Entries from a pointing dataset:
▽

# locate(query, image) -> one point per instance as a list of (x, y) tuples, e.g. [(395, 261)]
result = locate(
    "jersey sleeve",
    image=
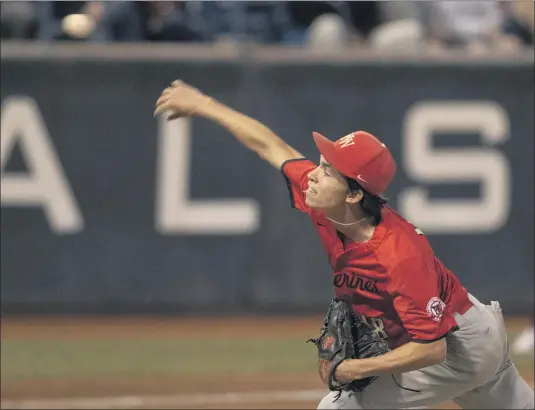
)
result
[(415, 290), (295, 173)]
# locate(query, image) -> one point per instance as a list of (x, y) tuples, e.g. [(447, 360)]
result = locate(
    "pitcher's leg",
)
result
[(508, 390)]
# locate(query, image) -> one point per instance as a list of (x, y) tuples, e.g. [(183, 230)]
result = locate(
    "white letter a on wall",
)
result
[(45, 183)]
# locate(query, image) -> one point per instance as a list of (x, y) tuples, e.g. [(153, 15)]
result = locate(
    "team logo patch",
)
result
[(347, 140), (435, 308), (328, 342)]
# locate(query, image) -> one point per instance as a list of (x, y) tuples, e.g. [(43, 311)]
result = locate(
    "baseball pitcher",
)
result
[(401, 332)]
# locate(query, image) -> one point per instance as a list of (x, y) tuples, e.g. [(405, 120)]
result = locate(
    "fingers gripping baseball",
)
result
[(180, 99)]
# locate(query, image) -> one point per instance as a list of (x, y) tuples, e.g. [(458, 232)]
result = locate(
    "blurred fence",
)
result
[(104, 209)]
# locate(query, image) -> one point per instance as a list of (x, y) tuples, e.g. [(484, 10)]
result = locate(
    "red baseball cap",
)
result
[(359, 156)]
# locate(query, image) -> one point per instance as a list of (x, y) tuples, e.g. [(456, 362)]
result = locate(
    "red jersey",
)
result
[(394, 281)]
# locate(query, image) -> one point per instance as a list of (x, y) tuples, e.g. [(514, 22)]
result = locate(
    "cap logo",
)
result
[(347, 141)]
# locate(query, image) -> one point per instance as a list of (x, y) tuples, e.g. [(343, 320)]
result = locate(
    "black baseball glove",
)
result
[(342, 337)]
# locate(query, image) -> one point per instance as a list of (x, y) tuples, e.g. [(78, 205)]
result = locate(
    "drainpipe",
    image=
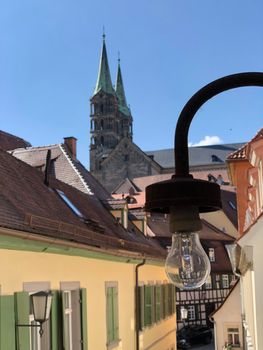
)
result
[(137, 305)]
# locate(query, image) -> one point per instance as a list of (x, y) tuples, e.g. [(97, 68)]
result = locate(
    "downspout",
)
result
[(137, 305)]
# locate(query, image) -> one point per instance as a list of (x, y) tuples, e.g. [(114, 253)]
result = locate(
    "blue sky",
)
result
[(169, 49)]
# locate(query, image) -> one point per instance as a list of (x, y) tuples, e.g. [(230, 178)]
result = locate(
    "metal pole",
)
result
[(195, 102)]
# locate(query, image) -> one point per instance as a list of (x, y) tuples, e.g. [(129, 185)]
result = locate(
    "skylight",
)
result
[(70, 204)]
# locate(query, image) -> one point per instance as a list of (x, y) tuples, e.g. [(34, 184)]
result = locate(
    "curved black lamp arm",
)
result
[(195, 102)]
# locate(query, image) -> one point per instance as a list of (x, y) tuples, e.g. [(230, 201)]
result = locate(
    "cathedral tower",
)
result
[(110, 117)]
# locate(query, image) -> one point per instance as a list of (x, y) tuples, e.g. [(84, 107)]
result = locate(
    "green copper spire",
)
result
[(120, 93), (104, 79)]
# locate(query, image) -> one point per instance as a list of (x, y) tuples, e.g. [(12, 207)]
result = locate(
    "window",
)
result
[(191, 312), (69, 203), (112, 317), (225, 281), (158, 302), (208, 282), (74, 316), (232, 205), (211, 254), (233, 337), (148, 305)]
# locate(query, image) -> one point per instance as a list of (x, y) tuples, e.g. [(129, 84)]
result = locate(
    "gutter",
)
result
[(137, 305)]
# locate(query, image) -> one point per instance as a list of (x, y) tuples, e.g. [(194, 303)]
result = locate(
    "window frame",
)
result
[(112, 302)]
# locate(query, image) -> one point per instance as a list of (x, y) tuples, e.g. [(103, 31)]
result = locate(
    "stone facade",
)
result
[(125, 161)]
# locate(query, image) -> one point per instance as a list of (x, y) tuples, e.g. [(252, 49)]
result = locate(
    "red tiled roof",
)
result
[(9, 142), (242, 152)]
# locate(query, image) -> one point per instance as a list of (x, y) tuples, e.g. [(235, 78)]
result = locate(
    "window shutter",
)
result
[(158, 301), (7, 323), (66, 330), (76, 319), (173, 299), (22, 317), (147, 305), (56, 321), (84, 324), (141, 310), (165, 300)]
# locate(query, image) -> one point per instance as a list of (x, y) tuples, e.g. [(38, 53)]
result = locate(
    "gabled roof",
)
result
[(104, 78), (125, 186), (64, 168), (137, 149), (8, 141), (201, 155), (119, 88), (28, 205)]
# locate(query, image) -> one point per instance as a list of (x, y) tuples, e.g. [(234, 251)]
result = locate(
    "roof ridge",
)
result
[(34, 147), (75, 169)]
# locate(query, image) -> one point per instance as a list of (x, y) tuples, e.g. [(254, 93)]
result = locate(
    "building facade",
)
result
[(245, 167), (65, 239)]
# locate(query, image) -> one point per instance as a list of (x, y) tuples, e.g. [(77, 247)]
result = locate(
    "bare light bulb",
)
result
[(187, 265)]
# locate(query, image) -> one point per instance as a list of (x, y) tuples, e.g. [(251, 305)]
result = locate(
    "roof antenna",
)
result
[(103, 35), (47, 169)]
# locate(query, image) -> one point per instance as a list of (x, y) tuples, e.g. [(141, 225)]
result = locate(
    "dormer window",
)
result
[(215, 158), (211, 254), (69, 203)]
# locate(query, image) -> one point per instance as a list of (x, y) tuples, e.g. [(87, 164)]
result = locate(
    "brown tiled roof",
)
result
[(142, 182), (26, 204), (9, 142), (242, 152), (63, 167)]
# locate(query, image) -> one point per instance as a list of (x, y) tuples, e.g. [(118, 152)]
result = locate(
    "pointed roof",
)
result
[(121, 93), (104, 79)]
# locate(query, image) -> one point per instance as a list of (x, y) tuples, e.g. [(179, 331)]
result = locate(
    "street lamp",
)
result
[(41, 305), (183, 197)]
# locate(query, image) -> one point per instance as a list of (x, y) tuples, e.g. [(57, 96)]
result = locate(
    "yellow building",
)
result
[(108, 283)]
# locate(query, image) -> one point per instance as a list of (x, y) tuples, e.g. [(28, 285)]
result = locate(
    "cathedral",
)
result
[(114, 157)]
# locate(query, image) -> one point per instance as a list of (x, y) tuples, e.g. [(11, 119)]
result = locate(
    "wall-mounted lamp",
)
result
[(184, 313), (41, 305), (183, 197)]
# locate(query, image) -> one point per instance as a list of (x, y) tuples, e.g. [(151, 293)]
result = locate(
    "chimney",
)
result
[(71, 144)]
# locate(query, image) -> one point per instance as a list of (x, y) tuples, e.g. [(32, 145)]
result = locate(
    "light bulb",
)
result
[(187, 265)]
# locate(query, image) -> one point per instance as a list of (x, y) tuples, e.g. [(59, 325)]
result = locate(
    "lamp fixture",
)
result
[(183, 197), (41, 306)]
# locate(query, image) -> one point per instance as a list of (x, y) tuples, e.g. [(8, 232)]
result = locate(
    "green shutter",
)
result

△

**Directions for this task**
Return exactly the lines of the data, and only those, from the line with "e.g. [(251, 305)]" through the last line, inclusive.

**Written answer**
# locate(query, image) -> one point per instance as a list of (x, y) tuples, e.g. [(251, 305)]
result = locate(
    "roof antenna",
)
result
[(103, 35), (47, 169)]
# locate(query, image) -> one point per instance as a list of (x, y) tuples, e.g. [(141, 225)]
result = locate(
    "dormer window",
)
result
[(215, 158), (211, 254), (69, 203)]
# locate(query, image) -> one point per instance as a list of (x, y) tuples, e.g. [(87, 164)]
result = locate(
    "brown tiled roof",
)
result
[(142, 182), (26, 204), (9, 142), (242, 152), (63, 167)]
# locate(query, image) -> one point per instance as a list of (x, y) tuples, e.g. [(118, 152)]
result = locate(
    "pointed roof",
)
result
[(121, 93), (104, 79)]
# locate(query, image) -> one point per instance as a list of (x, y) tuples, e.g. [(179, 331)]
result = locate(
    "street lamp",
)
result
[(41, 305), (183, 197)]
# locate(query, image) -> one point per instance as a list of (x, y) tuples, e.g. [(57, 96)]
result = locate(
    "yellow building",
)
result
[(108, 283)]
# locate(query, image) -> one point per instance as a list of (x, y) tuples, e.g. [(28, 285)]
result = locate(
    "cathedral",
)
result
[(114, 157)]
# locate(query, image) -> one point per instance as a list of (x, y) tuples, e.g. [(11, 119)]
result = locate(
    "wall-mounted lamp",
)
result
[(184, 313), (41, 305), (183, 197)]
# locate(query, image) -> one point per instance as a list of (x, y) tuples, e.g. [(151, 293)]
result = locate(
    "chimney",
)
result
[(71, 144)]
# locate(query, image) -> one point per instance as a list of (x, y) tuples, e.g. [(32, 145)]
result = locate(
    "light bulb",
)
result
[(187, 265)]
# locate(query, image) -> one point per instance as a list of (x, y) tuples, e.g. [(59, 325)]
result = locate(
    "lamp fixture",
)
result
[(183, 197), (41, 306)]
# locate(query, image) -> one point per instance as a list of (x, y) tuples, e.g. [(8, 232)]
result = locate(
    "green shutter",
)
result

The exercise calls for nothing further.